— start Data entries —

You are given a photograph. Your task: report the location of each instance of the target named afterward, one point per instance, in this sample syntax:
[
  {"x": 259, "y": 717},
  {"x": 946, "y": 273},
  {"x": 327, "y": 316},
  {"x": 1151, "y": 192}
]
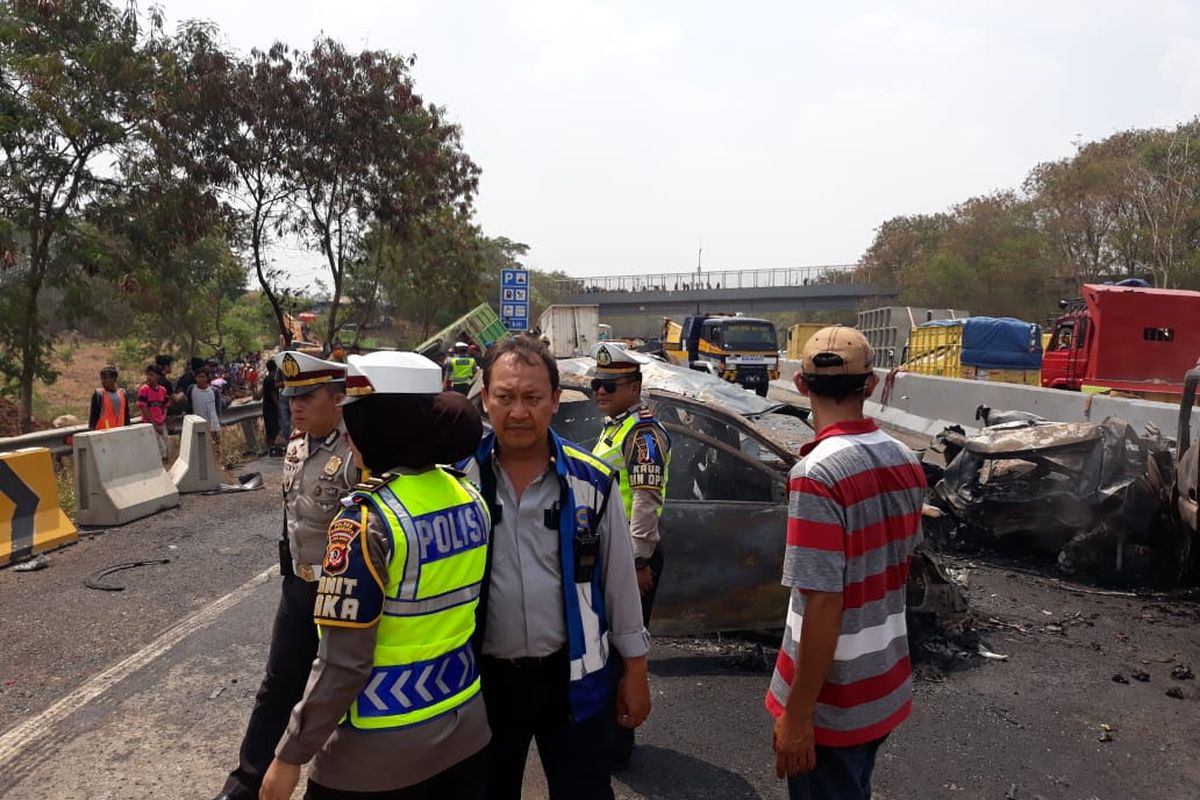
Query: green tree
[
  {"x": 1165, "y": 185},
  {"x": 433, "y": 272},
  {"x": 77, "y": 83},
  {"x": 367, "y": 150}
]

— end Data entries —
— start Data entries —

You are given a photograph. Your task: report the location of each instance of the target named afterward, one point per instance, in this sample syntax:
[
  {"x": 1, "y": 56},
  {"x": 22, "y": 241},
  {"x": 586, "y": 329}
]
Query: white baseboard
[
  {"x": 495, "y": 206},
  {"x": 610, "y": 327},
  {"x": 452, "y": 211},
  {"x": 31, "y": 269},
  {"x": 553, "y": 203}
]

— end Data entries —

Instructions for the task: Please report each line in the records above that contains the word "Query", copying every such line in full.

Result for this exercise:
Query: green tree
Query: white baseboard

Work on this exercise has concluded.